Box-labeled dataset extracts
---+---
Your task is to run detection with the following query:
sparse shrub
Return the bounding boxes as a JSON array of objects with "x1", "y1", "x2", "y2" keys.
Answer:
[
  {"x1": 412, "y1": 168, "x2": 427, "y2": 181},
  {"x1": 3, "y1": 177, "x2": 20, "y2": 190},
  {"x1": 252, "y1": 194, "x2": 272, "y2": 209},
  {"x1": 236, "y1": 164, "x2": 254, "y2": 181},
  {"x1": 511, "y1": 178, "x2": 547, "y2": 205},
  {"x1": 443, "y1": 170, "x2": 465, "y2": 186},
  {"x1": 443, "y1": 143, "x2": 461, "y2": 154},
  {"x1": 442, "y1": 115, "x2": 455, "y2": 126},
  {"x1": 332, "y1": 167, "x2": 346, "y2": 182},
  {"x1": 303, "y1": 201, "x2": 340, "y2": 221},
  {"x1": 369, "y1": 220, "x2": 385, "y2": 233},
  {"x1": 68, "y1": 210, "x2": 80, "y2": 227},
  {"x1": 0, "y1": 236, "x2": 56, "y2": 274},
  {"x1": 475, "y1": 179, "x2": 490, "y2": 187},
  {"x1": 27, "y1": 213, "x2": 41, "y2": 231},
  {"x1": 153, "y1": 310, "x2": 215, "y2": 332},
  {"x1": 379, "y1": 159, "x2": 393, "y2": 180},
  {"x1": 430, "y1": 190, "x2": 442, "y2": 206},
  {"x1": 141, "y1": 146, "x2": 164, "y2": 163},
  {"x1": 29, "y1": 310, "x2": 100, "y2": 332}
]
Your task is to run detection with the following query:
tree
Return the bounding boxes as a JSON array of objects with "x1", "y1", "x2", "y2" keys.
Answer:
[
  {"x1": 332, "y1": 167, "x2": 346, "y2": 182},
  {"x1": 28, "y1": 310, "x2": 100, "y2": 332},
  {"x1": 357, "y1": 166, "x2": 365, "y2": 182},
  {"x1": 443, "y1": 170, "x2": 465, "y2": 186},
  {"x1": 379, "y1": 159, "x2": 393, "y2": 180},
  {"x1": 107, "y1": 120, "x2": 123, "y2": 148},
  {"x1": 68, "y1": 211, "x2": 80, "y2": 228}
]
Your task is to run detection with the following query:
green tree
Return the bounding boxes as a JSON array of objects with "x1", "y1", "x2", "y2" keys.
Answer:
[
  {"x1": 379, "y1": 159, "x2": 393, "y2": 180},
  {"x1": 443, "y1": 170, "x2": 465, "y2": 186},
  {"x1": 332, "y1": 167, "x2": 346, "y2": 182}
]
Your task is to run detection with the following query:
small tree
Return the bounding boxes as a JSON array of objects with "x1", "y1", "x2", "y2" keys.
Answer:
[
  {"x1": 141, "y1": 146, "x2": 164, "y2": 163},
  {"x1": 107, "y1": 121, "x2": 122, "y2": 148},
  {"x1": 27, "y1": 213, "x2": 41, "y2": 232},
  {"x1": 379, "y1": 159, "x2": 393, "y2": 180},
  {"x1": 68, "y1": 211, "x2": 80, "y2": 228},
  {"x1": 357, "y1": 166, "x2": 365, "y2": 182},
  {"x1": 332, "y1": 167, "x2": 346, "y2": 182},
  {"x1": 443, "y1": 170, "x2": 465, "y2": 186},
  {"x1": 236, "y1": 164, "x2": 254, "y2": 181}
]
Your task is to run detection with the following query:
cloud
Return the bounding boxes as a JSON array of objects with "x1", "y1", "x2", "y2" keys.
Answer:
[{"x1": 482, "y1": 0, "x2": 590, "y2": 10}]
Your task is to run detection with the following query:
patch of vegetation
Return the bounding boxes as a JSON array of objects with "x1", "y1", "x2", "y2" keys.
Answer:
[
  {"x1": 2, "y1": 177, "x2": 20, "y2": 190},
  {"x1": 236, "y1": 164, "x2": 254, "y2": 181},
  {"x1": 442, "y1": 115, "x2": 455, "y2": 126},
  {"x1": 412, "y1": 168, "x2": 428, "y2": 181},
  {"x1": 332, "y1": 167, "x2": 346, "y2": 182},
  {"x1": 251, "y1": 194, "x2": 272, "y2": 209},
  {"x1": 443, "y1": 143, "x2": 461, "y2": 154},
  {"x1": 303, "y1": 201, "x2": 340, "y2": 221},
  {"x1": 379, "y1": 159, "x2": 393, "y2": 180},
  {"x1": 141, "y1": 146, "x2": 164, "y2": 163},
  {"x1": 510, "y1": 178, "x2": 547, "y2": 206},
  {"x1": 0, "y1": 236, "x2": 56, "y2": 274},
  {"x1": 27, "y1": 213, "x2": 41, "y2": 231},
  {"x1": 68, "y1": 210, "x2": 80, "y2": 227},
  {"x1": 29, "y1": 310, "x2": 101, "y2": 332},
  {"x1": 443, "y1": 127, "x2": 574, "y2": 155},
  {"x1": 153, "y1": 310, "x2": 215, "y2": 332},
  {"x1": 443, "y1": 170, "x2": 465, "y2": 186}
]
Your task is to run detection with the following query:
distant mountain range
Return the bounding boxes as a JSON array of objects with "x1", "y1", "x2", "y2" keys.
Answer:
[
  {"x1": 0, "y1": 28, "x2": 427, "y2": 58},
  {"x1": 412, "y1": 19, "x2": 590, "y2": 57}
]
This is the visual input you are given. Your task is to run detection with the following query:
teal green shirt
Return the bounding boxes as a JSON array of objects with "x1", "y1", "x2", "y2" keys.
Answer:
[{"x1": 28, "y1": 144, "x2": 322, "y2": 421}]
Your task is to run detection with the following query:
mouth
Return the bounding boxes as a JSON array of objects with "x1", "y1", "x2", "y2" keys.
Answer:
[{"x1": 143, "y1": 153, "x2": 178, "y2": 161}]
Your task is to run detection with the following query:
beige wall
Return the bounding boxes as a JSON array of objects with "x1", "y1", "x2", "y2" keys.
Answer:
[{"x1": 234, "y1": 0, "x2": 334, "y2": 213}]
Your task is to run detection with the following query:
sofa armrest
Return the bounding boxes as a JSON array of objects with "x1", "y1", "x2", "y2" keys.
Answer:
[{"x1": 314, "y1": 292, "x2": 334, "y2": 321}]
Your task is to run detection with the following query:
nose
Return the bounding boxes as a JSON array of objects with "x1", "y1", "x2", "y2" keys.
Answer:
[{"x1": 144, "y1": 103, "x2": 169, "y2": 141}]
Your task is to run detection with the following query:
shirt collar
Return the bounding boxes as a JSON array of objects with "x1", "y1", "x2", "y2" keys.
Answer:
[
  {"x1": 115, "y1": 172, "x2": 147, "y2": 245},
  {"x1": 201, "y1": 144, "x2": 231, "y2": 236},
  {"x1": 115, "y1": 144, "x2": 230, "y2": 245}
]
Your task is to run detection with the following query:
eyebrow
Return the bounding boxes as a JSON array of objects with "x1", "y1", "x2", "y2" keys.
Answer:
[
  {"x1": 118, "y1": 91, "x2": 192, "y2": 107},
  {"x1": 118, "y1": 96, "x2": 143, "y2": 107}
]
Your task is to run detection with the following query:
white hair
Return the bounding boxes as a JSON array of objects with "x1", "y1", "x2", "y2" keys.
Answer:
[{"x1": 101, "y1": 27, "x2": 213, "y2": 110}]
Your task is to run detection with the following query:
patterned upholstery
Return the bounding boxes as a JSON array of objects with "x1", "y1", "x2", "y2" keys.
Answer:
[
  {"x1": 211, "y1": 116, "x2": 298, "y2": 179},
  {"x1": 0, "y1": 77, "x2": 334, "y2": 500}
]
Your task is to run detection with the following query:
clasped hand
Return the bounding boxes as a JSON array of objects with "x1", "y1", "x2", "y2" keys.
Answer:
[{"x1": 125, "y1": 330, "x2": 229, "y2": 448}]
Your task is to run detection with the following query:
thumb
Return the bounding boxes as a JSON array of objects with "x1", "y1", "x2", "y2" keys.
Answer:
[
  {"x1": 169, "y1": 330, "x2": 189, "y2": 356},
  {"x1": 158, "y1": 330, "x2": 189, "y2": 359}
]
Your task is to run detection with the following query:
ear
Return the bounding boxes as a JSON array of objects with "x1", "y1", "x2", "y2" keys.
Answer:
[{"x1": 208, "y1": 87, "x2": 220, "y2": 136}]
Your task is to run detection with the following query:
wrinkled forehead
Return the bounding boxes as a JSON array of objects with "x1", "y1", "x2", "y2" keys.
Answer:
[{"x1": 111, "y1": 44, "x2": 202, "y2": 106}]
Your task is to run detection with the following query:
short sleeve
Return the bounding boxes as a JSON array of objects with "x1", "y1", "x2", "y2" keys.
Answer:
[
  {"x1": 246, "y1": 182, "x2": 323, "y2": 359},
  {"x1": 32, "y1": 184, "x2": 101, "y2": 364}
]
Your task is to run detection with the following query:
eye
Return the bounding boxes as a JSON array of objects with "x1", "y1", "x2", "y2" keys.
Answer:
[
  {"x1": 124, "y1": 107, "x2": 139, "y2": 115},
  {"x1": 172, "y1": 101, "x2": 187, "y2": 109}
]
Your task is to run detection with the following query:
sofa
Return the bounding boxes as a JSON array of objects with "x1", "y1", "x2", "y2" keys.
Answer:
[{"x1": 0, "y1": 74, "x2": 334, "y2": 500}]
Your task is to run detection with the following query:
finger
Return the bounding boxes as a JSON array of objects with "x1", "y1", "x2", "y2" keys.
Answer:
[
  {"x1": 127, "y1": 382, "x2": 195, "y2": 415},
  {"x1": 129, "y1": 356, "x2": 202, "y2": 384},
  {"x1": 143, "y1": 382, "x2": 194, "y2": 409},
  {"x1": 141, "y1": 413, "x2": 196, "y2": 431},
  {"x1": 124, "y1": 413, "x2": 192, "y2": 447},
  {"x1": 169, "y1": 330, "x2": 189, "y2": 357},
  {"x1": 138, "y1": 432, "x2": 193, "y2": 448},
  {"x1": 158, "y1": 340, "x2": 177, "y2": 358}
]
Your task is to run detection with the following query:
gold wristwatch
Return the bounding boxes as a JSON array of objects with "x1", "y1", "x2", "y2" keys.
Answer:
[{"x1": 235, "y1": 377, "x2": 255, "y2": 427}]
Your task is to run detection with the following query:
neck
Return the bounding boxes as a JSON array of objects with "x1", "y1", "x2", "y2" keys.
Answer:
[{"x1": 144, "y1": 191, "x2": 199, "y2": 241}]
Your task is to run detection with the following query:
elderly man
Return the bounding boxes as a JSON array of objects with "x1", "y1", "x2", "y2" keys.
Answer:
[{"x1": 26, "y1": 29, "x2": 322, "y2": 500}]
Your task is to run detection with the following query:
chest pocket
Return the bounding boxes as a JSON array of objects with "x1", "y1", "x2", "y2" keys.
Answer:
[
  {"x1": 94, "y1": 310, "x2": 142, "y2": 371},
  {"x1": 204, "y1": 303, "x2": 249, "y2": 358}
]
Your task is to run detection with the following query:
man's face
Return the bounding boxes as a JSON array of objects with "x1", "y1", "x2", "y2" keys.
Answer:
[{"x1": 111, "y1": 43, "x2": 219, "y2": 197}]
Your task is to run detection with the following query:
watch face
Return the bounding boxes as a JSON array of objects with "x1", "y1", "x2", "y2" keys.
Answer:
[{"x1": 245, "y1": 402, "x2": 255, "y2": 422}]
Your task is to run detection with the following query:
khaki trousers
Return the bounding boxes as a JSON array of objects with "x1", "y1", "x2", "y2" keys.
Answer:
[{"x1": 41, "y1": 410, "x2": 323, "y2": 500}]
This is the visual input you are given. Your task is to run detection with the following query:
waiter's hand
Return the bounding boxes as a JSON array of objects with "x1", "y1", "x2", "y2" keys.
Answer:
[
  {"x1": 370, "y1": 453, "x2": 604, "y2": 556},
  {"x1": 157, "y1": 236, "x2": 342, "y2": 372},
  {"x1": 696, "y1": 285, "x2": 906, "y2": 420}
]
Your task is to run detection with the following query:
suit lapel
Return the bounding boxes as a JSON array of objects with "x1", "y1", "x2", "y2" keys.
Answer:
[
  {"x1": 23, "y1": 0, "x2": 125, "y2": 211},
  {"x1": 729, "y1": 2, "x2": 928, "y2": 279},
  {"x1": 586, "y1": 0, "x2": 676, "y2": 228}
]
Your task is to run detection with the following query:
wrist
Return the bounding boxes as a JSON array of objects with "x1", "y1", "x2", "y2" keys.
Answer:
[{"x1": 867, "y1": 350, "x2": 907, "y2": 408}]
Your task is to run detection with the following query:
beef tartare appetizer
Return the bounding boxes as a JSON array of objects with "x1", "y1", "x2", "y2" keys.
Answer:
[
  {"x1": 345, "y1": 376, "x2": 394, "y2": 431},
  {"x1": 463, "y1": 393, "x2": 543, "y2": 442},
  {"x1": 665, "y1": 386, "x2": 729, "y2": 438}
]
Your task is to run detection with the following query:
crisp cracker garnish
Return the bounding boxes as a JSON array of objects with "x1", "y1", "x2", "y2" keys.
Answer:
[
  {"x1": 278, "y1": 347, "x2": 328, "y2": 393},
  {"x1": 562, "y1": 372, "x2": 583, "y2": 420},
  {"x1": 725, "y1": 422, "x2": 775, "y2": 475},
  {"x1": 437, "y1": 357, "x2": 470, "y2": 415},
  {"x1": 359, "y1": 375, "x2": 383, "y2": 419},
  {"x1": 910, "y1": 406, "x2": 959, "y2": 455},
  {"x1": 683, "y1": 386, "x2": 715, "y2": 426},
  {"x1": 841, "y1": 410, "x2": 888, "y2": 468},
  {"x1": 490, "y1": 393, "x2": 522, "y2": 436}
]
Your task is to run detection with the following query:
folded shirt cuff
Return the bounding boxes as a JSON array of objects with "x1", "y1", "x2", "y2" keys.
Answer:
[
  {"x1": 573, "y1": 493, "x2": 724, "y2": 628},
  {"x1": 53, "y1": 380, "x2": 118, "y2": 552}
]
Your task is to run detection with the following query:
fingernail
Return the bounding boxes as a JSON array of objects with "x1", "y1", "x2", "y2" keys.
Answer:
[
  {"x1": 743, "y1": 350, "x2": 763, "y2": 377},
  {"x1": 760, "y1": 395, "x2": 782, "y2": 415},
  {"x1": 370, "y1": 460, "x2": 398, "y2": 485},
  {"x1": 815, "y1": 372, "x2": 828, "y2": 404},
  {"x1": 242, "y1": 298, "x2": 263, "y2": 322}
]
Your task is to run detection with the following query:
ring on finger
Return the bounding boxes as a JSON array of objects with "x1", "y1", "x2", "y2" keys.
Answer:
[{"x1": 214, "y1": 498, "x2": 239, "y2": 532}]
---+---
Task to carry out
List every line in the listing above that contains the string "shirt", copying each one in full.

Expected output
teal green shirt
shirt collar
folded shirt cuff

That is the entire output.